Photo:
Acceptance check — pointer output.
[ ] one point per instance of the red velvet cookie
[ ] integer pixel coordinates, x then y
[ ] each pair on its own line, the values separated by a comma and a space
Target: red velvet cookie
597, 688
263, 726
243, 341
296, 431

---

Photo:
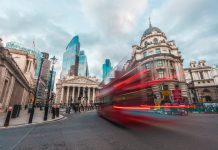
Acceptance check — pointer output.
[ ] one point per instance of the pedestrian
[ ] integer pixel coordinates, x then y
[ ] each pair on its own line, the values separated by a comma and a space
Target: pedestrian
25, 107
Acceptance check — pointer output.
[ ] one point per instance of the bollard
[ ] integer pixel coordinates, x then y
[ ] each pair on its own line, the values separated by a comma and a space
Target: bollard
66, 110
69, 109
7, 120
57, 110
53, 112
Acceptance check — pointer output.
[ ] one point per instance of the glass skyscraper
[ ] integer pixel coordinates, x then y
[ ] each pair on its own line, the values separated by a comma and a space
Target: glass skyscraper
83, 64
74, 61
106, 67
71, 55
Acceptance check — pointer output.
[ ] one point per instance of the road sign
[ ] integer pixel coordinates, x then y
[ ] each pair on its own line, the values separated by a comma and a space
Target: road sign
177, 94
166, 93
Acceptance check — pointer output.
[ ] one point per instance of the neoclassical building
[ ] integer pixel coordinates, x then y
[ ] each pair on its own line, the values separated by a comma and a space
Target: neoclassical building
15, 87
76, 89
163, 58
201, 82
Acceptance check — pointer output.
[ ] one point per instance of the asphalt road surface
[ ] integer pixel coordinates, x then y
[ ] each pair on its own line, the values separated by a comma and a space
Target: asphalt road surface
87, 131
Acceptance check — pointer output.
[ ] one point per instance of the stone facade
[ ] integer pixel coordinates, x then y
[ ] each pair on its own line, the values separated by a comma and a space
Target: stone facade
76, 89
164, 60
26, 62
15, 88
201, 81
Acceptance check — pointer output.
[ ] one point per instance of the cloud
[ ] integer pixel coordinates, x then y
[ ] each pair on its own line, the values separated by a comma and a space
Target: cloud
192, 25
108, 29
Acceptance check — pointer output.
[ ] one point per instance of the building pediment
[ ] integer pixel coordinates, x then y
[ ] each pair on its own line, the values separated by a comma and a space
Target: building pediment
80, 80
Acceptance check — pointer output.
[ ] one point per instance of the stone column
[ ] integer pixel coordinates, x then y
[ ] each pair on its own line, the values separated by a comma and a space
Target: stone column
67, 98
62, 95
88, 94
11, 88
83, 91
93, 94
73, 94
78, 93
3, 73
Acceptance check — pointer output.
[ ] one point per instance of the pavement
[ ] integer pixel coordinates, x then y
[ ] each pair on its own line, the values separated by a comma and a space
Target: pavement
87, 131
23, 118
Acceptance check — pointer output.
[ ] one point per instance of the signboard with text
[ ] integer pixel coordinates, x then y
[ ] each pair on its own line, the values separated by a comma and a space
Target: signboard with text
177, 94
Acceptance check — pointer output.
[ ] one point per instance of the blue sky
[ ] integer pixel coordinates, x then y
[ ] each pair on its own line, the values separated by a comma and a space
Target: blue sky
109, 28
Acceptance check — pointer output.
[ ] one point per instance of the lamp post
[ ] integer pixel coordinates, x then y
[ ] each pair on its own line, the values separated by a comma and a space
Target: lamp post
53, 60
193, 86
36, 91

• **What you have to do**
Report each line of the records above that contains the string "glass", and copy every such line in full. Case counts.

• **Answer to the problem**
[ ] one point per instance of the glass skyscraper
Target: glass skyscraper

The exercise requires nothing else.